— Problem statement —
Reproduce all of the records below without changing a single character.

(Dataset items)
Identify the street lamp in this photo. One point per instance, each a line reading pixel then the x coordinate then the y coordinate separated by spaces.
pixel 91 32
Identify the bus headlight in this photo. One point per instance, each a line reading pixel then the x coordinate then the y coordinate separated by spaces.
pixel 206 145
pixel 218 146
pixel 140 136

— Answer —
Identify the street lamp in this photo. One point per instance, each a line reading pixel then the x coordinate then the y coordinate separated by spaces.
pixel 91 32
Identify the bus headlight in this photo. One point per instance, each a line reading pixel then the x coordinate then the y coordinate separated by spaces.
pixel 206 145
pixel 218 146
pixel 140 136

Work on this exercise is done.